Short problem 1 → Pull out every line in the entries below that contains the string "bubble". Letter case matters.
# # # # #
Solving Logistic Regression with Newton's Method

In this post we introduce Newton’s Method, and how it can be used to solve Logistic Regression. Logistic Regression introduces the concept of the Log-Likelihood of the Bernoulli distribution, and covers a neat transformation called the sigmoid function.

We also introduce The Hessian, a square matrix of second-order partial derivatives, and how it is used in conjunction with The Gradient to implement Newton’s Method.

Similiar to the initial post covering Linear Regression and The Gradient, we will explore Newton’s Method visually, mathematically, and programatically with Python to understand how our math concepts translate to implementing a practical solution to the problem of binary classification: Logistic Regression.

Suggested prior knowledge:

Derivatives and the Chain Rule (Calculus)
Partial Derivatives & The Gradient(Multivariate Calculus)
Basic Vector Operations (Linear Algebra)
Basic Understanding of NumPy
Basic Understanding of Independent Probability

The Data

Our dataset is made up of South Boston real estate data, including the value of each home, and a (boolean) column indicating if that home has more than 2 bathrooms.

$\hat{x} = HomeValue = \left\langle 550000.00, 600000.00, ... 578000.00\right\rangle^{T}$ $\hat{y} = MoreThan2Bathrooms = \left\langle 1, 0, 0, ... 1\right\rangle^{T}$

S. Boston Homes - Homes with more than 2 Bedrooms

The Model

We will be learning a Logistic Regression model, that will act as a binary classifier predicting whether or not a home has more than 2 bathroom, given its value (in dollars).

We still want to solve a linear combination of features & weights, but we need to transform this linear combination by wrapping it in a function that is smooth, and has its range defined as $[0, 1]$ (because we are trying to map our linear combination to a binary output of 0 or 1!)

The logistic function, or sigmoid function, accomplishes all of these things:

$h(x) = 1 / (1 + e^{-z}),\ \ z = \theta_{1}x + \theta_{2}$

Note: We add $\theta_{2}$ to the exponent as “the intercept” to provide more flexibility; we have 1 dimension of data, house_value, but we are solving a 2-dimensional model!
# # # # #
Short problem 2 → In the logistic regression post above, condense the paragraph that begins "We still want to solve a linear combination" into a single shorter sentence that keeps its main facts.
# # # # #
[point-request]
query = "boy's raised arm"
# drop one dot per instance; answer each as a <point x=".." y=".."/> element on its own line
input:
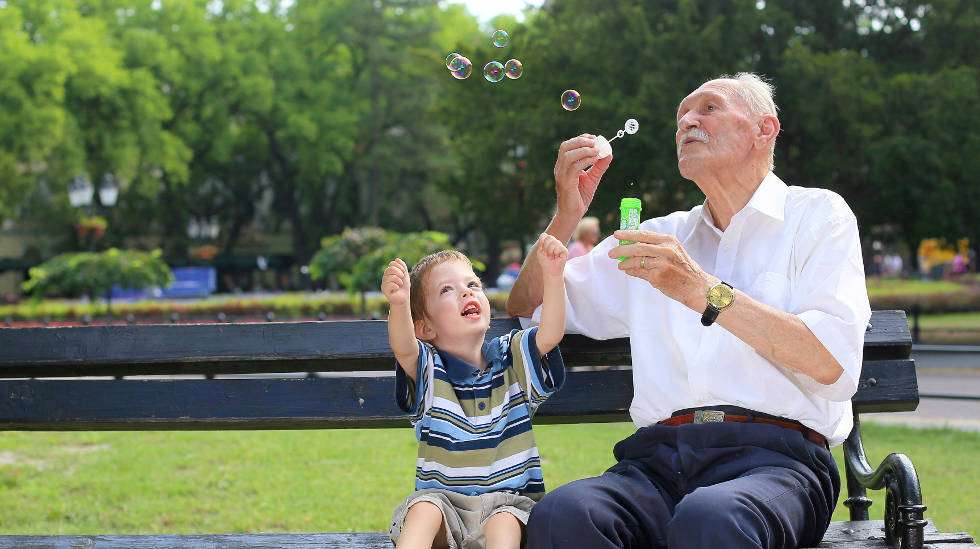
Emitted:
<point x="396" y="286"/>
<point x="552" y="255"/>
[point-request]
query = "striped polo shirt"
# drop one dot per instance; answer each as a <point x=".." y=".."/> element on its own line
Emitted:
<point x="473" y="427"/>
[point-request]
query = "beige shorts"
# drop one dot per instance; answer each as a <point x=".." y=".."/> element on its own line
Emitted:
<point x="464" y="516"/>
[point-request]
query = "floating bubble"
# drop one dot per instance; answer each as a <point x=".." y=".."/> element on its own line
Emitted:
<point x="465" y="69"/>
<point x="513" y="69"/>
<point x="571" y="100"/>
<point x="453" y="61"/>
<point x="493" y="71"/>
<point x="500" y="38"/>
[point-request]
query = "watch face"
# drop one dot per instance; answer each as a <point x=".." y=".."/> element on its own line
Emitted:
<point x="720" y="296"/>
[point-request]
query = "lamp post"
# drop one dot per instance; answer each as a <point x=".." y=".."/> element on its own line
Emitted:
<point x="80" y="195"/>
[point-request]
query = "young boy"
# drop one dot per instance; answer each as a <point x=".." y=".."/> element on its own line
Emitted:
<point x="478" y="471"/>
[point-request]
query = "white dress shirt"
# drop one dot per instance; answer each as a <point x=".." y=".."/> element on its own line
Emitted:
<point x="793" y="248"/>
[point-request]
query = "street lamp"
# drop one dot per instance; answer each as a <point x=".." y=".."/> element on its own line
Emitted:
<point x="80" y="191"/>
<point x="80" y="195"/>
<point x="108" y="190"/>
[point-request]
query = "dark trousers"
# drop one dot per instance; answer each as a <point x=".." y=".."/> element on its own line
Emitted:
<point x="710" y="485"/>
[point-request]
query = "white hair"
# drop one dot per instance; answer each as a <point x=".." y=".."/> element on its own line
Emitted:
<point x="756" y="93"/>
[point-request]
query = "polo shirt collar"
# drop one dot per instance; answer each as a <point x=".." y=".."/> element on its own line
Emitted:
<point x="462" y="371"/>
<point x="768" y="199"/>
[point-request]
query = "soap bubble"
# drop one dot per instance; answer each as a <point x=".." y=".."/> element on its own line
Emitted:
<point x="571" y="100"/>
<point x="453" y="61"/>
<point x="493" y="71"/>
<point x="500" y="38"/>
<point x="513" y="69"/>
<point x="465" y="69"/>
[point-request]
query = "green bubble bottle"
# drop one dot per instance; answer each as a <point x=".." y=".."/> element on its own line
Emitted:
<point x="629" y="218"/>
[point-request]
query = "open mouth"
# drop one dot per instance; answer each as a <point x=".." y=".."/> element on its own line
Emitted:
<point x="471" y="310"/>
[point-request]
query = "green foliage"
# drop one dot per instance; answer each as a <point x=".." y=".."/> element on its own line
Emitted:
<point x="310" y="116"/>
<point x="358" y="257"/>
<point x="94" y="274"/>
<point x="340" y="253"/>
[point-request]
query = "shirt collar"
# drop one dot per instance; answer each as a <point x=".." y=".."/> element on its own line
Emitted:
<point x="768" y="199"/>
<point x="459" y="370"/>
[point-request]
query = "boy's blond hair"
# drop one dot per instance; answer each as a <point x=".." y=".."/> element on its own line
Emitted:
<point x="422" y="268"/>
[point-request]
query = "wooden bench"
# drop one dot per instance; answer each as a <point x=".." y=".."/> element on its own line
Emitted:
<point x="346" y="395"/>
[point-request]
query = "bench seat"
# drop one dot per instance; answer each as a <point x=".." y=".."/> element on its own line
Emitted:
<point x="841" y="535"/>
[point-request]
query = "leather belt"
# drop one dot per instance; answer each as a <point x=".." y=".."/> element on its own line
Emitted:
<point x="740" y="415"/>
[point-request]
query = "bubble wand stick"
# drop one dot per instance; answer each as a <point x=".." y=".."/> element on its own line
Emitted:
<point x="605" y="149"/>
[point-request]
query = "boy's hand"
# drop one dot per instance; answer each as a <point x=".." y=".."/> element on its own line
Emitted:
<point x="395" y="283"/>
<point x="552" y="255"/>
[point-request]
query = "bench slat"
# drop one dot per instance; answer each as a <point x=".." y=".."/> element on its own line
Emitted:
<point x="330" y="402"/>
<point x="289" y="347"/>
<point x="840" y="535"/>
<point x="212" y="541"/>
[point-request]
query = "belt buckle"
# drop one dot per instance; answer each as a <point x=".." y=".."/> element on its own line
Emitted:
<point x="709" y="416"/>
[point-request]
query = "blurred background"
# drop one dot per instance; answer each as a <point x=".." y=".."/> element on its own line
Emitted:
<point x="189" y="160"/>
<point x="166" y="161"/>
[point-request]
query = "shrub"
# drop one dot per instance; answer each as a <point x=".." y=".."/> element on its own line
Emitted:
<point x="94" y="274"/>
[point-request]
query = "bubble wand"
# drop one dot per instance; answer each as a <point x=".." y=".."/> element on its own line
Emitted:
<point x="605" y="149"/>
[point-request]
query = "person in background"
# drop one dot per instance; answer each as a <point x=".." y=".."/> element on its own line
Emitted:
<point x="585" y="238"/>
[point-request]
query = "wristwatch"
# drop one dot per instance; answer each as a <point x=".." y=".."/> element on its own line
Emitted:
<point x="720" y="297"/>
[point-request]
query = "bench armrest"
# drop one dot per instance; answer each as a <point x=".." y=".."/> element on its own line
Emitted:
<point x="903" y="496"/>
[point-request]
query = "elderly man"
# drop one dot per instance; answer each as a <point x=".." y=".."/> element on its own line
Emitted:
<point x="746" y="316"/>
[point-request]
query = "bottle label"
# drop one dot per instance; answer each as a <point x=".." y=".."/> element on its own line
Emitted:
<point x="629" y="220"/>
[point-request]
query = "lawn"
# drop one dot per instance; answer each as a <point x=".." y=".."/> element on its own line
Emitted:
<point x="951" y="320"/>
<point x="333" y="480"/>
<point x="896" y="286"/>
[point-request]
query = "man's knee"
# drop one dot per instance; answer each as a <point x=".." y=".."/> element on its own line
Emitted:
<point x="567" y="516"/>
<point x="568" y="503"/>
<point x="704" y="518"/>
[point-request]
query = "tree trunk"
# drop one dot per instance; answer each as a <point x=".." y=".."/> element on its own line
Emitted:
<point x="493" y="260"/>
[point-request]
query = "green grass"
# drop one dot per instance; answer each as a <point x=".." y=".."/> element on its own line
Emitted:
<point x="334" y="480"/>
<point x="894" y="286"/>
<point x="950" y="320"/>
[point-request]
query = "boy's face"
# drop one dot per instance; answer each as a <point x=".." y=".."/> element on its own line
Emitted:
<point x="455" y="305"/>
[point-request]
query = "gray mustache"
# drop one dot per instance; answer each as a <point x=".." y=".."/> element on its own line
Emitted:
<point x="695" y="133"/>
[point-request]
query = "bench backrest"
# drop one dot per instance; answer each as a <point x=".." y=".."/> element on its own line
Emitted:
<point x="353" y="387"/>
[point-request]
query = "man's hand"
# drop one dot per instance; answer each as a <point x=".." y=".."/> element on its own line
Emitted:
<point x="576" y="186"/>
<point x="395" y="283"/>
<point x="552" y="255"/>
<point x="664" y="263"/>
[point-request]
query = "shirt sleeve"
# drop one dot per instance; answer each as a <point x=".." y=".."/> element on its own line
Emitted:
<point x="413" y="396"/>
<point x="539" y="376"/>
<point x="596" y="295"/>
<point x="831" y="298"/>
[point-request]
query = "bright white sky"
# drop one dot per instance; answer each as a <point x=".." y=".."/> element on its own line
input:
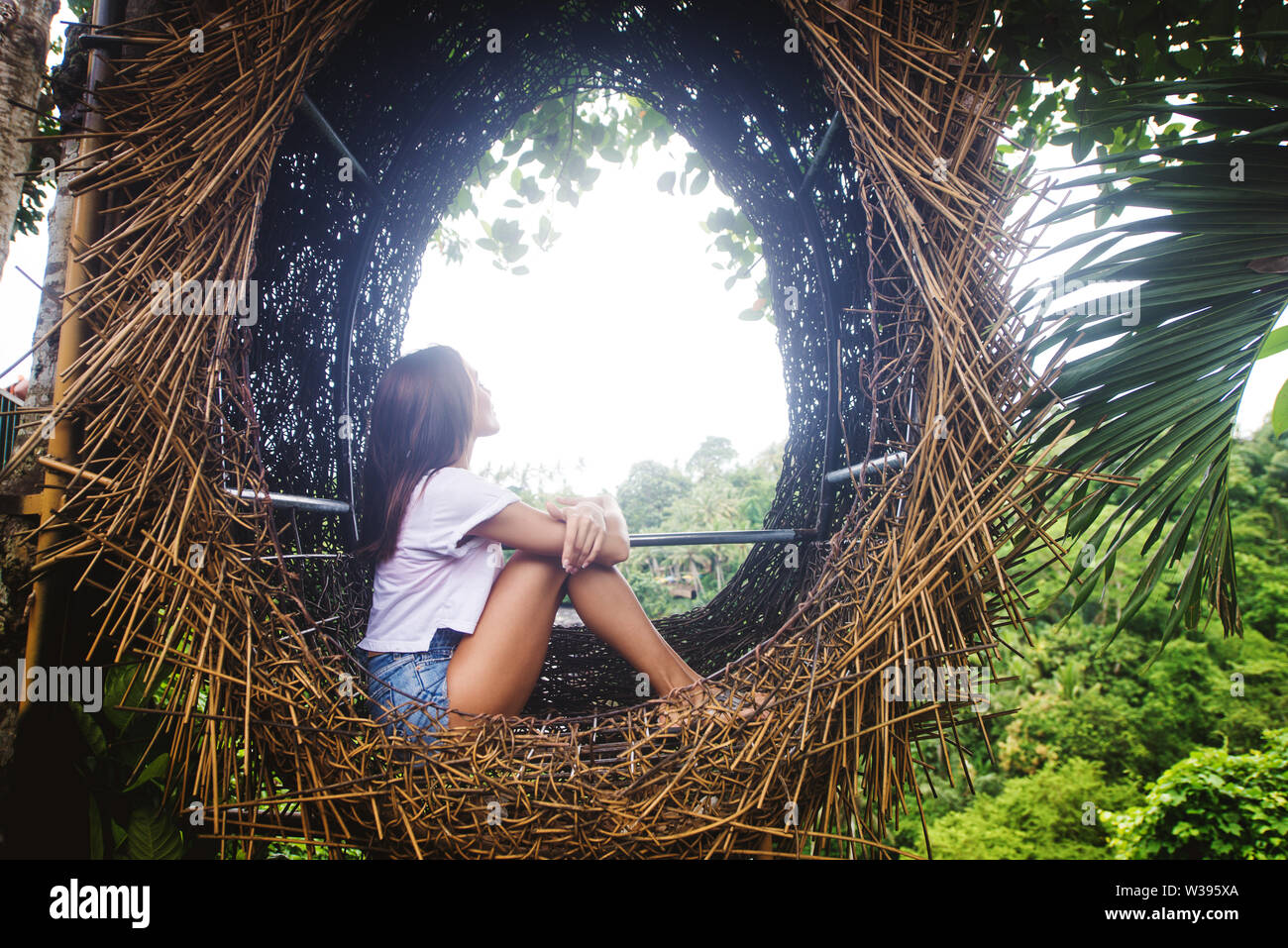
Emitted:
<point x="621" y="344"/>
# # # # #
Task solution 1 →
query = "floating bubble"
query = "soap bubble"
query = "green bubble bottle"
query = "bubble wand stick"
query = "bubble wand"

Task solution 2 → We still solve a linear combination of features and weights, but wrap it in a smooth function with range [0, 1] so that it maps to a binary output of 0 or 1.